------ Texto proporcionado
Y aun diré más. En una de aquellas alteraciones, tan frecuentes en la Facultad de Medicina, una vez, un poco encolerizado, me revolví contra un grupo de estudiantes, y les dije que llevaban zamarra y que tocaban la bandurria. Y casi todos ellos eran de la misma región. Pues es sabido que aquello ha desaparecido hoy y que de aquella región son los que más se han distinguido por su amor a la Universidad.
Y ahora quiero recordar también unas palabras que pronuncié aquí el primer día de este curso y que tuvieron una cierta repercusión en toda España, y aun fuera de ella, sobre todo en los oídos de cierto señor, al que me consta que le hicieron impresión. Aquí, cuando se abrió este curso, hablé en nombre de “Su Majestad España”, y como las gentes se apegan a ciertas palabras nada más que por un valor tradicional que tienen, no entendieron bien lo que yo que yo quería decir con “Majestad”. Saben los que tienen algún conocimiento de Humanidades, que “majestad” es “mayestad”, es “mayoridad”; es decir, lo que está por encima de todo y corresponde a la soberanía. Y al decir “Su Majestad España”, quería decir que hoy no hay majestad, que no hay más soberanía que la de España, que la del pueblo español. Es lo que se llama la soberanía popular, por la cual todos, en cuanto tengamos conciencia de ciudadanía y de españolidad, todos somos soberanos.
Decía Cristo: “El reino de Dios está en vosotros.” Y yo os digo que la República de España está en vosotros. No está fuera de nosotros, ni está sobre nosotros, sino que está en nosotros. (Muy bien. Aplausos.)
Pero esta soberanía del pueblo español, esta soberanía que ha recobrado España, no es irresponsable. Ninguno de nosotros somos irresponsables. Al contrario. En virtud de esa otra soberanía somos mucho más responsables, y pesa sobre todos una responsabilidad muy grande. La soberanía es responsabilidad, y es disciplina. Disciplina —vosotros lo sabéis— viene de “aprender”. Enseñando se aprende..., ¡ah, naturalmente!, y aprendiendo se enseña. Yo he enseñado aquí a generaciones de muchachos de esta nuestra España. Pero ellos me han enseñado a enseñarles. Y al enseñarme a enseñarles, me han enseñado a aprender.
Yo, pues, que he aprendido con vosotros a enseñar, os digo que tenemos en nuestras manos a España, y no podemos entregarla a una Dictadura irresponsable, o a una oligarquía, o a unas castas, o a una clase, o a un partido. No; tenemos que hacer que se salve. No salvándonos nosotros, sino salvando a los demás. Todos somos corresponsables. Todos tenemos la responsabilidad del momento. Espero, pues, que de esta santa casa salga, merced al régimen republicano, la conciencia de la responsabilidad de España ante la Historia.
------------
------ Extracto de datos
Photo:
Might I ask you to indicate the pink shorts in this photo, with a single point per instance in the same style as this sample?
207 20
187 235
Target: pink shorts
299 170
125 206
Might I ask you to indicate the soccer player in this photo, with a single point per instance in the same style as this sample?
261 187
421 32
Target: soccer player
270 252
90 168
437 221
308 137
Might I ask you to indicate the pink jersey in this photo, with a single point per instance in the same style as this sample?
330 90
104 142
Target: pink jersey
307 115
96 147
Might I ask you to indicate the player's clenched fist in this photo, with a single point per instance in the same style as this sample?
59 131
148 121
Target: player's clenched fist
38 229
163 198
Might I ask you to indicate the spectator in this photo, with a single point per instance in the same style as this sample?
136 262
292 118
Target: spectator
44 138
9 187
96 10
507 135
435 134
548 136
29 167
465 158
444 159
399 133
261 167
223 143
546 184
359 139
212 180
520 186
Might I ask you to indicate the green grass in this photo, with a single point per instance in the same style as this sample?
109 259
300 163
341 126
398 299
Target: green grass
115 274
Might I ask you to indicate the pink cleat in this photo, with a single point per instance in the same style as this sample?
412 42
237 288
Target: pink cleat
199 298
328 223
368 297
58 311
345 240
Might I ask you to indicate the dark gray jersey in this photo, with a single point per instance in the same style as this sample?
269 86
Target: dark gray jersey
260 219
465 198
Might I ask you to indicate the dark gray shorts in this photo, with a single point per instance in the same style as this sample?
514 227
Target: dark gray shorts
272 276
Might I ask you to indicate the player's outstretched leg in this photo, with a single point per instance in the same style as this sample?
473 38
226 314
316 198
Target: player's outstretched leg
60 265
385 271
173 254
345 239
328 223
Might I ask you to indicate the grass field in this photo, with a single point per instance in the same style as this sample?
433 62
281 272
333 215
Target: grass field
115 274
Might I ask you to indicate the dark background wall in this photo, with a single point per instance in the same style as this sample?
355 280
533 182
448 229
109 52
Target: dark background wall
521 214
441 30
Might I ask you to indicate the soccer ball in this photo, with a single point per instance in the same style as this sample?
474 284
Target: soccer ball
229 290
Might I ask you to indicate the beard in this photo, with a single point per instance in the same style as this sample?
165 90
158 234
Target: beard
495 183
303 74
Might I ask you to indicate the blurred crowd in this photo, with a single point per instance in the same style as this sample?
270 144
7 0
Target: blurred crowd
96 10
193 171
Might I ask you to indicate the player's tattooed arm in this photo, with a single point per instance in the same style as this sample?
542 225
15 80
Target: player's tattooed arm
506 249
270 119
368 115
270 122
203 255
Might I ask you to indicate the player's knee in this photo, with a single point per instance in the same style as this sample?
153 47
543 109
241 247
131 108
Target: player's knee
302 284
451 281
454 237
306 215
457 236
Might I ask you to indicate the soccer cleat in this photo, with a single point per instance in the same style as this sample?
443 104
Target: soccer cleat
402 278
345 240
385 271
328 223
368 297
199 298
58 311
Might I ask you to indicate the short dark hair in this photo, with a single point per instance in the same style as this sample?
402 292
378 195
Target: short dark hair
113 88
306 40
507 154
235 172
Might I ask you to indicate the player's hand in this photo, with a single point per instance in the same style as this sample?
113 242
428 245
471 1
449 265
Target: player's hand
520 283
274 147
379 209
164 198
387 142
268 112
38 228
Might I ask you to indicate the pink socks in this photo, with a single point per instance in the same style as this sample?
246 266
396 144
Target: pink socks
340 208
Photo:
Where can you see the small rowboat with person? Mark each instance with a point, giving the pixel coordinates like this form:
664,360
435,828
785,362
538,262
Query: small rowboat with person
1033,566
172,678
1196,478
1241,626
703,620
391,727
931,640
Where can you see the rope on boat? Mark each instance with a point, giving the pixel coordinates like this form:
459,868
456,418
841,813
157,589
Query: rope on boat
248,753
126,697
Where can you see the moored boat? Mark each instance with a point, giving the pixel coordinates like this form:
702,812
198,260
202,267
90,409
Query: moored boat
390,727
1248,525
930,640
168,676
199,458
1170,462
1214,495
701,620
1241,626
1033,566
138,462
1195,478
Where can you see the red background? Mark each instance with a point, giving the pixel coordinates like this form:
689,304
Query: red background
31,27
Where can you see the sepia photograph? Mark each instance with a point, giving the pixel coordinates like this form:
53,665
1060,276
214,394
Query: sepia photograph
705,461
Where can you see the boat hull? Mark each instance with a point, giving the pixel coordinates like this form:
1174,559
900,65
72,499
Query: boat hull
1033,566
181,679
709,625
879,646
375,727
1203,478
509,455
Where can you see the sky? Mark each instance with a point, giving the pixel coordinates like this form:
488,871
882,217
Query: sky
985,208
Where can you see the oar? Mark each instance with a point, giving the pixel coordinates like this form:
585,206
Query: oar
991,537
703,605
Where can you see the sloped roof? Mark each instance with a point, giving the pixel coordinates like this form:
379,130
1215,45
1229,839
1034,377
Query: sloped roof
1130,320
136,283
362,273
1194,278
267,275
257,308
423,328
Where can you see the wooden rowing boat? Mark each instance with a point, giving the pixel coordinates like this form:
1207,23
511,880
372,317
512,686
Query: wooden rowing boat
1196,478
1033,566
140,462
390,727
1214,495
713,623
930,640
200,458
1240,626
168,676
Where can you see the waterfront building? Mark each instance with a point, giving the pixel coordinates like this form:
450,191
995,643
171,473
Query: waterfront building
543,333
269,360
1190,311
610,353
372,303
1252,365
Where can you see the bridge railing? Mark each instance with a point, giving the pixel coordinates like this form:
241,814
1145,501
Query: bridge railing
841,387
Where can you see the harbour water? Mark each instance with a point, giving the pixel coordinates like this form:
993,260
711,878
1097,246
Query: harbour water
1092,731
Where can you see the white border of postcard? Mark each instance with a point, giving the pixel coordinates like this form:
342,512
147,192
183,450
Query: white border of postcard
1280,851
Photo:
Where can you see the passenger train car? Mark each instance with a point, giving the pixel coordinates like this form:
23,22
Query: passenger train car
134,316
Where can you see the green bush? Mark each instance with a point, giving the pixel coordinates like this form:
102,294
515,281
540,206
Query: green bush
------------
● **Descripción de tarea**
¿Puedes extraer literalmente del discurso sobre la soberanía el fragmento que va desde "Pero esta soberanía" hasta "enseñado a aprender."?

● **Resultado de tarea**
Pero esta soberanía del pueblo español, esta soberanía que ha recobrado España, no es irresponsable. Ninguno de nosotros somos irresponsables. Al contrario. En virtud de esa otra soberanía somos mucho más responsables, y pesa sobre todos una responsabilidad muy grande. La soberanía es responsabilidad, y es disciplina. Disciplina —vosotros lo sabéis— viene de “aprender”. Enseñando se aprende..., ¡ah, naturalmente!, y aprendiendo se enseña. Yo he enseñado aquí a generaciones de muchachos de esta nuestra España. Pero ellos me han enseñado a enseñarles. Y al enseñarme a enseñarles, me han enseñado a aprender.